### PROVIDED TEXT
Showing posts with label U.S. Treasury Dept.. Show all posts
Showing posts with label U.S. Treasury Dept.. Show all posts

Monday, November 4, 2019

Goldman Sachs' Revolving Door: Regulatory Capture

In July 2012, Andrew Williams, a former spokesman for U.S. Treasury Secretary Timothy Geithner, announced plans to head over to Goldman Sachs at the end of that month.[1] Williams was the second of the Secretary’s spokesmen to head to theWall Street bank. Such moves may reflect a standing policy at the bank to have a revolving door. The previous U.S. Treasury Secretary, Henry Paulson, had been the CEO at Goldman. This suggests that the revolving door was to include populating high offices in government, presumably not out of a sense of civic duty, but, rather, to see that Goldman's interests would be protected and even promoted through public policy. Hence President Obama was said to have had a Wall Street government with respect to positions bearing on Wall Street. I submit that deconstructing such a revolving door would be very difficult. 

From the standpoint of a government official being hired by Goldman, the prospect of becoming wealthy is a large incentive to make the jump. Such an official would typically have scruples about using his contacts in government to pull strings for the bank. Mired in scandal following the financial crisis of 2008, Goldman’s leadership no doubt understood the value in hiring good PR men. Such hires could even put a good face on the cozy relationship between the bank and people still in government.

The “revolving door” dynamic is also difficult to break up because it contributes toward the capture of regulators by the regulated. This is known as regulatory capture. The regulated companies supply information that regulators need in order to devise regulations; the companies can use this reliance to their advantage even just in providing tainted, self-serving data. Moreover, the revolving door can make it easier for the managements of the regulated companies to get even high government officials to put political pressure on the regulatory agencies to go soft on regulating. In the case of Goldman Sachs, it is reasonable to expect that Henry Paulson would have bent to the bank's request for lax regulatory oversight from the SEC, which of course had no idea how many subprime-mortgage-derivative bonds Wall Street had been producing and selling up to the financial crisis of 2008.

### GIVEN INSTRUCTION A
In the records, take everything from the line containing "Practice task. Find the grassy" down to the end and swap "photo" for "image", keeping all else the same. Leave out the pictures.
The post on Goldman Sachs and the records that follow it come from separate sources.

### DATA EXTRACT
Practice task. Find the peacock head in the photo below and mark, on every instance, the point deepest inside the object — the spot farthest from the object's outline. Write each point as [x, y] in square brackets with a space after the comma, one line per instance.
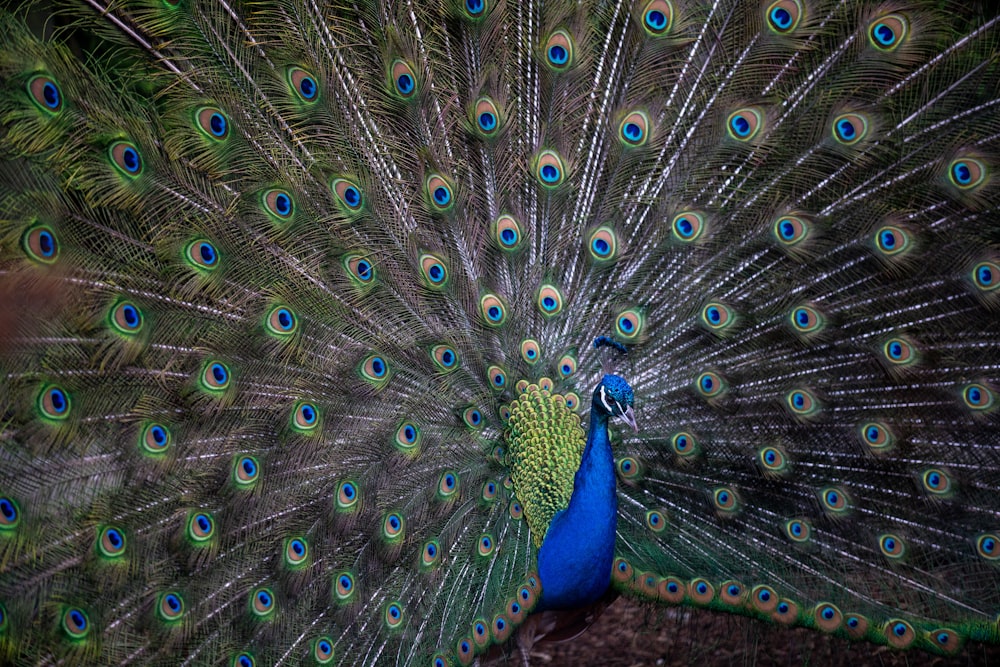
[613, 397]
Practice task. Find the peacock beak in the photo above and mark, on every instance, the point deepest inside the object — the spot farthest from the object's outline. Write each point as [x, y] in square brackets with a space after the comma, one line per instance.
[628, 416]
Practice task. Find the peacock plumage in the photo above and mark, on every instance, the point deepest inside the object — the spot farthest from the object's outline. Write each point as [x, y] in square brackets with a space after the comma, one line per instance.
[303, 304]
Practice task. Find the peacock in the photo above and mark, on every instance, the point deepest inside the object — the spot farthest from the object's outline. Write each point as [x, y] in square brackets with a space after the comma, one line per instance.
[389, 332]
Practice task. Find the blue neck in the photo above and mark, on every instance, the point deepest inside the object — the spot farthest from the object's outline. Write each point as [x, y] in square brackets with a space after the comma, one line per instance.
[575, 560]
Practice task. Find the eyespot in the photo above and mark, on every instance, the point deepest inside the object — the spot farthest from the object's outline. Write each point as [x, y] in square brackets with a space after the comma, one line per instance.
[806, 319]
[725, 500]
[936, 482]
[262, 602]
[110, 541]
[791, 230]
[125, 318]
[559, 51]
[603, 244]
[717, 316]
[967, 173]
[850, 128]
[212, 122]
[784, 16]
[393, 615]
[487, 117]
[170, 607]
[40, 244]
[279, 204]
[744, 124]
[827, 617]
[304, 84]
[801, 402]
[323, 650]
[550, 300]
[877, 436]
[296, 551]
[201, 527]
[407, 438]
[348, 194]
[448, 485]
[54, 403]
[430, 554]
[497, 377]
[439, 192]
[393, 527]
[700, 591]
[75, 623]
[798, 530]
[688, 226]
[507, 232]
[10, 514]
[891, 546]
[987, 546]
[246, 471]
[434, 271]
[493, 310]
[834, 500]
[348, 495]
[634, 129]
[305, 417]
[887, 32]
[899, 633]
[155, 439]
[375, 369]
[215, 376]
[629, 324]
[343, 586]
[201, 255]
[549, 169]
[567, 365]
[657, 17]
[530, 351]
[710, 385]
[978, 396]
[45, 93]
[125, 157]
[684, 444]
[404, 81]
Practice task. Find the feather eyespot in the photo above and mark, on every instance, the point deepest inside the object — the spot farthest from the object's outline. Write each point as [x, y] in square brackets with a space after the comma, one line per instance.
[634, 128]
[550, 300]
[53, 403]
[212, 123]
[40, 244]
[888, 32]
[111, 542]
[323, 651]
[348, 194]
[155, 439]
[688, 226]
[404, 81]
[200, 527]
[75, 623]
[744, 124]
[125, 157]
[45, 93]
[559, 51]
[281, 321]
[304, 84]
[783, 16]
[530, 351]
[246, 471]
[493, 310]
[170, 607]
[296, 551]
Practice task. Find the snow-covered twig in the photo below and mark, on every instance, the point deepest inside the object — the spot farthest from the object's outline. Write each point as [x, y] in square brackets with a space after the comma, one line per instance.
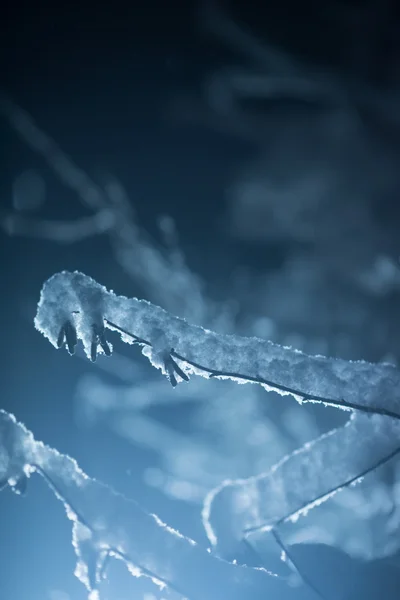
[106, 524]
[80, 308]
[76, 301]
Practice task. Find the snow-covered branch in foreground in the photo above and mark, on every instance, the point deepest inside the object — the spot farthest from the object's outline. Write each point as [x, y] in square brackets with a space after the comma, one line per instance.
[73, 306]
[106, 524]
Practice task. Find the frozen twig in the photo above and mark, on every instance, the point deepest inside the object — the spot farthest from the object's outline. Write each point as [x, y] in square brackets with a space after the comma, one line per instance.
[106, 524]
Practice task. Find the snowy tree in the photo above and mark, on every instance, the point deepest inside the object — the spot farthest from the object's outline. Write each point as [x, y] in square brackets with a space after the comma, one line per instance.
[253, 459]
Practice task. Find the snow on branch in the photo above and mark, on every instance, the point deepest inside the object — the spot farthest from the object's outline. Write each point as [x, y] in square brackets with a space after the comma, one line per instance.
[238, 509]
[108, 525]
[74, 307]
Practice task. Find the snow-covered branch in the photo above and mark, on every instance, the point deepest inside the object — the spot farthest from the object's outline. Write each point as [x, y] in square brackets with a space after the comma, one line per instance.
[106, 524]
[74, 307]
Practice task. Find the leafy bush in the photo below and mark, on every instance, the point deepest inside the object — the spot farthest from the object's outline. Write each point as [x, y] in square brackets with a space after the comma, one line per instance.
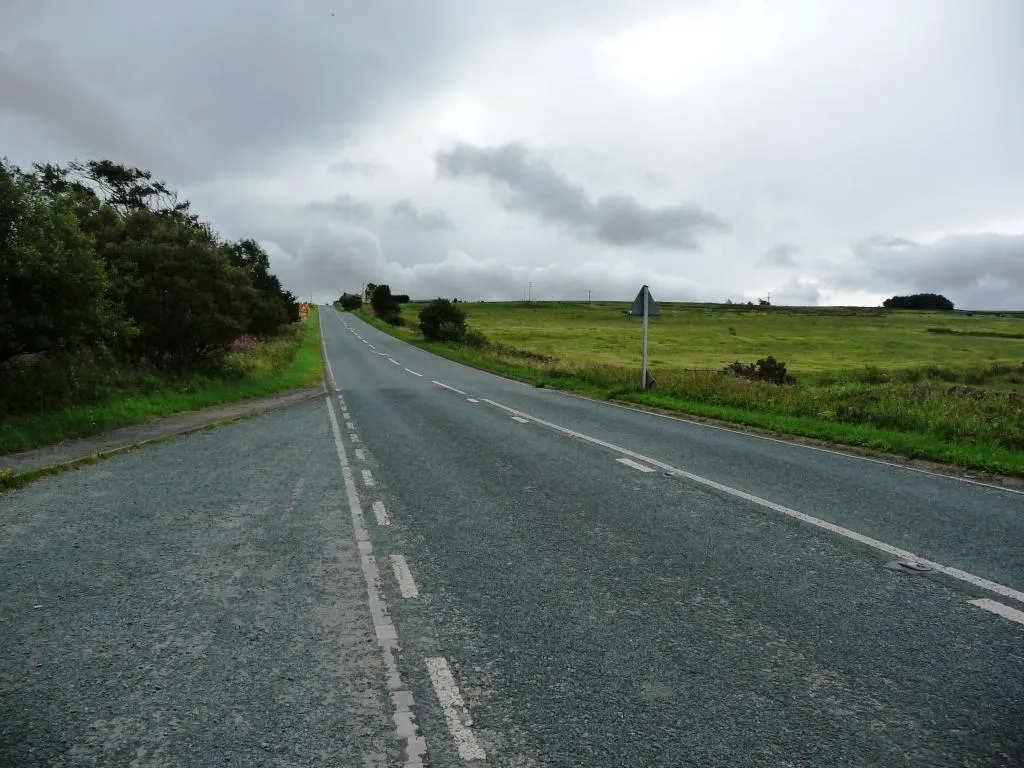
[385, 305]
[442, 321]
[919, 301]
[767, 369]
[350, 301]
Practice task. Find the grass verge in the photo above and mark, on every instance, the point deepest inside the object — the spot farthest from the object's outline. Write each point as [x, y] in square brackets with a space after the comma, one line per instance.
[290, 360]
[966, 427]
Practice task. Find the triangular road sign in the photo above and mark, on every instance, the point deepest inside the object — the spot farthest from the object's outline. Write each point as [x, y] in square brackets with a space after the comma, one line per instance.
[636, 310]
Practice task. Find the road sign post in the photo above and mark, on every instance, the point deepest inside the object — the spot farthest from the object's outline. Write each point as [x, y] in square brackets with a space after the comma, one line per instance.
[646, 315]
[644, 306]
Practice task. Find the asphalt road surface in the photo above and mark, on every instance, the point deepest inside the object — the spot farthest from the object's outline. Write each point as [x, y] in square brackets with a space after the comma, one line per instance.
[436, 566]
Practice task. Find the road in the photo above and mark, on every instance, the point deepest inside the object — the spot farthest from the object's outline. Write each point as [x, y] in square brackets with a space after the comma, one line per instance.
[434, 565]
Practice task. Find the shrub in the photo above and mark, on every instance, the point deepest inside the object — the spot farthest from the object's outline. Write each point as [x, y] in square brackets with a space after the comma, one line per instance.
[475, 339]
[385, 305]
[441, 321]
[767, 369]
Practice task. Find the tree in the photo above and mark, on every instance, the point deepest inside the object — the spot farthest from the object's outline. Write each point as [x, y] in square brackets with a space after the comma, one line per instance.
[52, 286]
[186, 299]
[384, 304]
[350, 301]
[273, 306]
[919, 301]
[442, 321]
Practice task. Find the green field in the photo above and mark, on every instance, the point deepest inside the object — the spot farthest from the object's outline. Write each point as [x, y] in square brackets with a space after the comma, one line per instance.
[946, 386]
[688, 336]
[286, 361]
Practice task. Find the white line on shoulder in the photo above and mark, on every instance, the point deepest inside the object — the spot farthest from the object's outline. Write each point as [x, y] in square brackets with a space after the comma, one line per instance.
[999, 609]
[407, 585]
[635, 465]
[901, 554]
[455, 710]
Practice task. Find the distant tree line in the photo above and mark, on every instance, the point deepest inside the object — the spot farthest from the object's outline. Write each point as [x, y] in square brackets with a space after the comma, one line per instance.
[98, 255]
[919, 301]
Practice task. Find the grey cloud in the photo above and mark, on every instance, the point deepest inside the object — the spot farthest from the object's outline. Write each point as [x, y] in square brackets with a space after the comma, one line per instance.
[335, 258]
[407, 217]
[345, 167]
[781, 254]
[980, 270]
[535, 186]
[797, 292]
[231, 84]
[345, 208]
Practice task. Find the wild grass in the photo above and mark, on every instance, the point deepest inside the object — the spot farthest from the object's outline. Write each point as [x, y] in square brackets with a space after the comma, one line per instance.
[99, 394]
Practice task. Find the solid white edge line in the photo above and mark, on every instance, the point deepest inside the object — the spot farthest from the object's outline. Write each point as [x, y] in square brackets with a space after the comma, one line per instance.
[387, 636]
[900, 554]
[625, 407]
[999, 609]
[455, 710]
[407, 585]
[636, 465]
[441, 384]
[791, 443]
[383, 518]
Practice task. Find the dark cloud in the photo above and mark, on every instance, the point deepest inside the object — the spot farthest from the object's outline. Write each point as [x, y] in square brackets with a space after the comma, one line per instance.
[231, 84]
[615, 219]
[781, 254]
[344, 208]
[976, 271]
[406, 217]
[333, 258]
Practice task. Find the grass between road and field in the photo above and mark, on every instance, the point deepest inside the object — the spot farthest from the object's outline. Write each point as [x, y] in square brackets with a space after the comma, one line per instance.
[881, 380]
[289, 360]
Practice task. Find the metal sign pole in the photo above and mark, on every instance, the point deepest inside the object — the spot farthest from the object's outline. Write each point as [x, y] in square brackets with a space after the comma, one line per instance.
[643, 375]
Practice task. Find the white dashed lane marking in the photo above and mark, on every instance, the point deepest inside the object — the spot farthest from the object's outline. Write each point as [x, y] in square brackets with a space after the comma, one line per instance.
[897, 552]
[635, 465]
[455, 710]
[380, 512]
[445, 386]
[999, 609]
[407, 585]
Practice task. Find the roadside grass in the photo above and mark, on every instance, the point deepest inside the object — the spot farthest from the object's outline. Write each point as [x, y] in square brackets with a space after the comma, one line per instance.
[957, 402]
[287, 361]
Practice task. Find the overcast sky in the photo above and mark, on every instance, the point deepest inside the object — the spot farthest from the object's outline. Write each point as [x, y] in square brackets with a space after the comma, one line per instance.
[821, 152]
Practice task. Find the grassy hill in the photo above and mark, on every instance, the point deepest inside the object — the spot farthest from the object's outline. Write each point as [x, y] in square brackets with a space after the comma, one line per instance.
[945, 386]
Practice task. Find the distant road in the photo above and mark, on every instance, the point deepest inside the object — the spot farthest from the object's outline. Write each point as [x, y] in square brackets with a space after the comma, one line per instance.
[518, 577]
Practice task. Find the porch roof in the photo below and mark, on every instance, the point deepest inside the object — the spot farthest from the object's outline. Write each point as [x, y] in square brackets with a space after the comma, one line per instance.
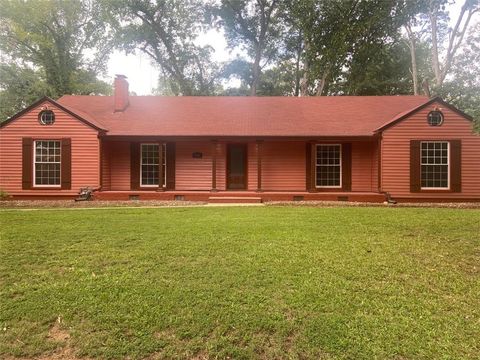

### GIVEN INSTRUCTION B
Copy out the post on Goldman Sachs' revolving door word for word, in full.

### EXERCISE ANSWER A
Practice task. Find the grassy hill in the image above and mark, on every instance, the point deepest inside the object — the spot farthest from the object's outline. Write each point as [x, y] in square brackets with a space after the comma, one line per instance.
[945, 386]
Practice task. Find the distant road in the image above and mark, on every instance, the point deepest inside the object — the spot farthest from the object's outline. Write each point as [x, y] in square brackets with a space after the comma, one line per instance.
[518, 577]
Practice task. Find the porch roof in the image below and mark, on every instance, the point deepest inside the object — the spot farthest from the object's outline. Write each point as [x, y] in square brackets with a space after the comma, one line per instance.

### EXERCISE ANSWER B
Showing posts with label U.S. Treasury Dept.. Show all posts
Showing posts with label U.S. Treasury Dept.. Show all posts

Monday, November 4, 2019

Goldman Sachs' Revolving Door: Regulatory Capture

In July 2012, Andrew Williams, a former spokesman for U.S. Treasury Secretary Timothy Geithner, announced plans to head over to Goldman Sachs at the end of that month.[1] Williams was the second of the Secretary’s spokesmen to head to theWall Street bank. Such moves may reflect a standing policy at the bank to have a revolving door. The previous U.S. Treasury Secretary, Henry Paulson, had been the CEO at Goldman. This suggests that the revolving door was to include populating high offices in government, presumably not out of a sense of civic duty, but, rather, to see that Goldman's interests would be protected and even promoted through public policy. Hence President Obama was said to have had a Wall Street government with respect to positions bearing on Wall Street. I submit that deconstructing such a revolving door would be very difficult. 

From the standpoint of a government official being hired by Goldman, the prospect of becoming wealthy is a large incentive to make the jump. Such an official would typically have scruples about using his contacts in government to pull strings for the bank. Mired in scandal following the financial crisis of 2008, Goldman’s leadership no doubt understood the value in hiring good PR men. Such hires could even put a good face on the cozy relationship between the bank and people still in government.

The “revolving door” dynamic is also difficult to break up because it contributes toward the capture of regulators by the regulated. This is known as regulatory capture. The regulated companies supply information that regulators need in order to devise regulations; the companies can use this reliance to their advantage even just in providing tainted, self-serving data. Moreover, the revolving door can make it easier for the managements of the regulated companies to get even high government officials to put political pressure on the regulatory agencies to go soft on regulating. In the case of Goldman Sachs, it is reasonable to expect that Henry Paulson would have bent to the bank's request for lax regulatory oversight from the SEC, which of course had no idea how many subprime-mortgage-derivative bonds Wall Street had been producing and selling up to the financial crisis of 2008.